[begin DATA RECORDS]
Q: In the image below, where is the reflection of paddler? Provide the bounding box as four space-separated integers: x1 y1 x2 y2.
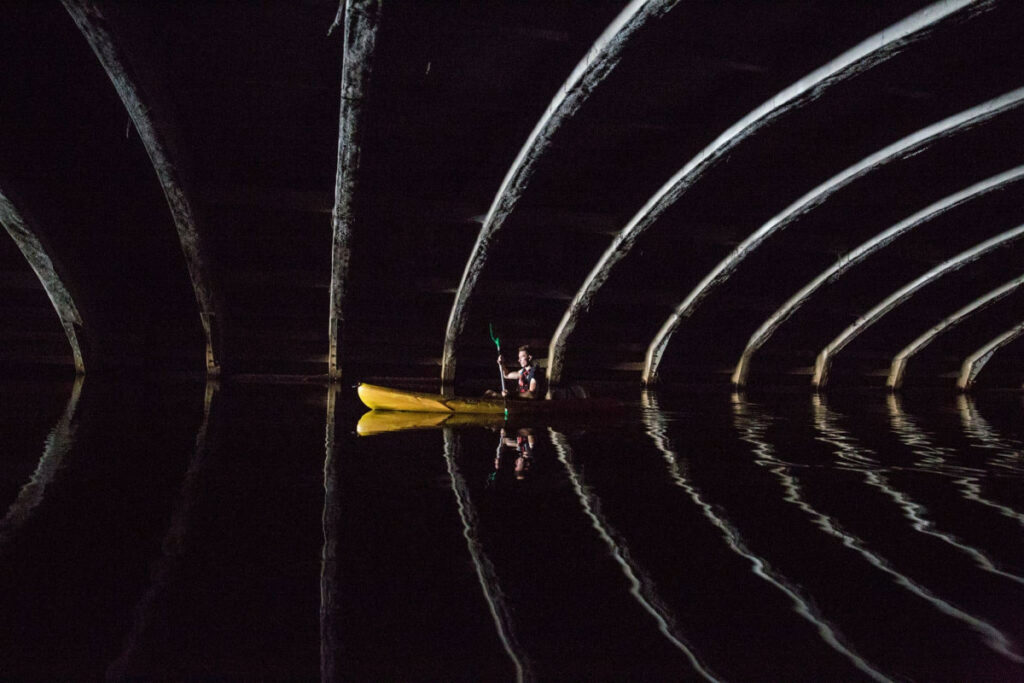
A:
495 427 536 479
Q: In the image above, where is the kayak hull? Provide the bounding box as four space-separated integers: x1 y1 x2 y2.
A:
355 411 505 436
357 384 622 416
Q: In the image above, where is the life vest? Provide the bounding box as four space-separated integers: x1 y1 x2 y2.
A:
519 366 541 393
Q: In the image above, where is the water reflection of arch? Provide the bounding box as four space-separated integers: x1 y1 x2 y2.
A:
106 378 220 680
0 375 83 552
733 393 1024 664
813 225 1024 389
732 161 1024 386
811 395 1024 586
956 393 1024 525
548 0 973 384
642 390 889 681
548 427 719 681
442 427 536 681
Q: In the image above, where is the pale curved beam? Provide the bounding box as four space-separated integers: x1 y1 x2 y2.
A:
813 225 1024 389
0 187 85 375
61 0 223 376
441 427 537 683
441 0 678 384
956 323 1024 391
548 427 721 681
886 275 1024 390
548 0 978 386
733 394 1024 664
328 0 381 379
655 88 1024 385
732 160 1024 386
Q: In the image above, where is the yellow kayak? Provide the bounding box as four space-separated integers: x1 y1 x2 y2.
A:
355 411 505 436
357 384 622 415
357 384 511 415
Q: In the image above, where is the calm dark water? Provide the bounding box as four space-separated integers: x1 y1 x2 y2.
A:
0 379 1024 681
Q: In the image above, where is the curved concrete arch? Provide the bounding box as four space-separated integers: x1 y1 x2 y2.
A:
328 0 381 380
956 323 1024 391
813 225 1024 389
643 88 1024 385
886 275 1024 391
0 187 85 375
733 159 1024 386
61 0 223 376
441 0 678 384
548 0 988 386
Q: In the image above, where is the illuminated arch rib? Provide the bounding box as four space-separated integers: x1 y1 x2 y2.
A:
813 225 1024 389
328 0 381 379
956 323 1024 391
0 188 85 375
61 0 223 376
733 156 1024 386
441 0 678 384
886 275 1024 390
548 0 981 385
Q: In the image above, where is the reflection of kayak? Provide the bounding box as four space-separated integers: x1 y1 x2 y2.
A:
358 384 622 415
355 411 505 436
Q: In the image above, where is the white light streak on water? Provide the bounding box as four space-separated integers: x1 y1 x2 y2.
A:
548 427 719 681
643 391 891 681
733 394 1024 664
443 427 537 682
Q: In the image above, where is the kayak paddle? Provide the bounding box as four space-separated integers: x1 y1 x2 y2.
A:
487 323 509 420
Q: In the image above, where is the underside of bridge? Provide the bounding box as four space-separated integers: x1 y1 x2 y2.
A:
0 0 1024 389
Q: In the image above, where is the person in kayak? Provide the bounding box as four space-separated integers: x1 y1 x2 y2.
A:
498 345 544 399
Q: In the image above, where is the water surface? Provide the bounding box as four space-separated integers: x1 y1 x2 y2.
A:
0 379 1024 681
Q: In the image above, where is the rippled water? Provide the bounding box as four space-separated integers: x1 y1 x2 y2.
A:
0 380 1024 681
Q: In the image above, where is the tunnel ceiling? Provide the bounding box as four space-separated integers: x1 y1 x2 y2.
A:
0 0 1024 387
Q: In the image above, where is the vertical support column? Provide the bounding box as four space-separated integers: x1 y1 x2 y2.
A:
61 0 223 377
0 187 93 375
441 0 678 386
328 0 381 380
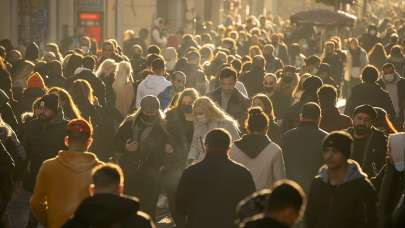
[end DATA RECORDS]
EXERCISE OBJECTIVE: Copy the records above with "kayak" replaced by "canoe" throughout, changing nothing else. Leave out the pictures.

TASK RESULT:
Q: In the image below, where is the reflection of paddler? Provide the bounding box as four space-separated integers: x1 y1 x2 y2.
A:
495 427 536 479
Q: In the image above, where is the canoe hull? Provide the bounding box as four space-separated integers: x1 y1 x2 y2.
A:
355 411 505 436
357 384 622 416
Q: In the image above, where is the life vest? Provide the bounding box as four space-separated integers: x1 y1 x2 y2.
A:
519 366 541 393
Q: In the image above, where is the water reflection of arch? Provide the bounding box as four space-separated integers: x1 y1 x2 y2.
A:
106 378 220 680
0 375 83 552
733 393 1024 664
813 225 1024 389
732 161 1024 386
811 395 1024 586
956 393 1024 525
548 0 973 384
642 390 889 681
548 427 719 681
442 427 536 681
Q: In the image above, where is the pale curved beam? Provide the bounding box as four space-separated integers: x1 y1 x2 y2.
A:
813 225 1024 389
0 187 85 375
61 0 223 376
441 427 537 683
441 0 678 384
956 323 1024 391
548 427 721 681
886 275 1024 390
548 0 978 386
733 394 1024 664
328 0 381 379
655 88 1024 385
732 160 1024 386
Q: In the image above, where is the yellow canoe? Provide the bounding box as four space-separated integers: x1 y1 x2 y2.
A:
355 411 505 436
357 384 622 415
357 384 511 415
Q: In the image above, where is the calm dark water? Provide the bounding box as four space-separated integers: x1 y1 x2 y2.
A:
0 379 1024 681
Q: In the image above, where is the curved concrete arch? Provide the bounding box as four space-separated integers: x1 y1 x2 y2.
A:
328 0 381 380
956 323 1024 391
813 225 1024 389
643 88 1024 385
886 275 1024 391
0 187 85 375
733 159 1024 386
61 0 223 376
441 0 678 384
548 0 988 386
Q: In the image above, where is the illuminated arch rib? Provide the bounding box as four space-separated integers: x1 y1 x2 y2.
A:
813 225 1024 389
328 0 381 379
956 323 1024 391
0 188 85 375
61 0 223 376
733 156 1024 386
441 0 678 384
886 275 1024 390
548 0 981 385
Q: In the image above, where is the reflection of canoe? Provide the bounding box as four space-separated integers: x1 y1 x2 y2.
A:
358 384 622 415
355 411 505 436
Q: In the image above, where is the white light streak on water? Provide the bounding box as four space-separated integers: x1 y1 x2 y2.
A:
548 427 719 681
643 391 891 681
733 394 1024 664
443 427 537 682
Q: In the image above, where is the canoe paddle? Provide the bounding box as four space-separated integers: x1 y1 x2 y2.
A:
487 323 509 420
Q: In the image above, where is the underside of bridge? Provide the bounding box as four space-separated integers: x1 y1 x2 y2.
A:
0 0 1024 389
Q: In the image above, where is the person in canoe? Provide the bounding box as four space-separated integers: x1 y1 x2 y2.
A:
498 345 544 399
Q: In the image above, where is the water surface? Provide the bounding box as four space-separated integers: x1 y1 x2 y2.
A:
0 379 1024 681
Q: In the image above, where is the rippled water? Provide the bounding box as four space-separated integers: x1 y1 x2 y2.
A:
0 380 1024 681
Q: In the image above, where is the tunnel ceiling? Provide the bounding box as four space-separated integers: x1 y1 x2 y2.
A:
0 0 1024 387
Q: In the image above, where is the vertical support column? Provide the bounding box as four space-separated integers: x1 y1 x2 y2.
A:
61 0 223 377
0 187 93 375
441 0 678 386
328 0 381 380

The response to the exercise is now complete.